Problem requirements>
Change "kindly" to "please" everywhere in the listing below, and reproduce the listing with everything else unchanged and the pictures left out.

Picture region annotation listing:
--------
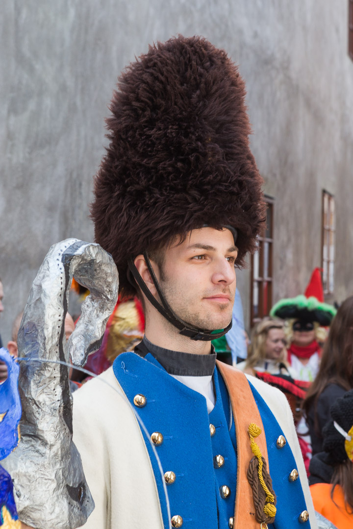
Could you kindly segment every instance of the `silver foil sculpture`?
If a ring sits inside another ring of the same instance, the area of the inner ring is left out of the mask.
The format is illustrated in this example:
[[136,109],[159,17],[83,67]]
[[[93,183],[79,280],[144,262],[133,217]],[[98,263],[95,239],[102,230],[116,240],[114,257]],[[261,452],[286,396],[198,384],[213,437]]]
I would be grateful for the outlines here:
[[[90,291],[66,343],[73,277]],[[118,275],[98,244],[67,239],[51,247],[33,282],[18,335],[21,440],[2,464],[12,478],[20,519],[37,529],[74,529],[94,508],[73,442],[69,369],[99,348],[117,299]],[[33,360],[31,360],[31,359]],[[93,432],[93,434],[94,433]]]

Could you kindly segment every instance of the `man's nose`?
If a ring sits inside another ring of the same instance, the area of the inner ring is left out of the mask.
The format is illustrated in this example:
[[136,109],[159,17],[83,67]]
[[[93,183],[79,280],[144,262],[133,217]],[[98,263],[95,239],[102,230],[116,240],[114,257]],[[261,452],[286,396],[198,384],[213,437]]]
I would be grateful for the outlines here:
[[223,282],[231,285],[236,280],[236,270],[232,263],[223,258],[215,263],[212,280],[214,283]]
--------
The reply>
Could you please segment every instance of the `silver foil sculpture`?
If a ring sits inside another ring of the same instance, the area of the inner ring is left out of the mask.
The format is illustrated in this example:
[[136,109],[159,17],[83,67]]
[[[93,183],[79,280],[144,262],[133,217]],[[98,263],[95,239],[102,230],[116,240],[114,257]],[[261,452],[286,396],[198,384],[213,437]]]
I would be grateful for the outlines here:
[[[90,291],[66,343],[73,277]],[[118,275],[98,244],[67,239],[51,247],[33,282],[18,335],[21,440],[2,464],[12,478],[20,519],[37,529],[74,529],[94,508],[73,442],[69,369],[99,348],[117,299]],[[33,360],[31,360],[31,359]],[[93,432],[93,434],[94,433]]]

Could you please segment every instance of the `man's nose`?
If a ring sits inside another ring of the same instance, the area of the inner ring is left out of the mask.
The format is illustrated in this example:
[[136,109],[159,17],[83,67]]
[[[93,183],[79,280],[144,262],[133,217]],[[98,263],[95,239],[102,230],[116,240],[114,257]],[[261,452],[286,396],[198,384],[213,437]]]
I would be grateful for the outlines here:
[[223,282],[231,285],[236,280],[236,270],[232,263],[223,258],[215,263],[212,280],[214,283]]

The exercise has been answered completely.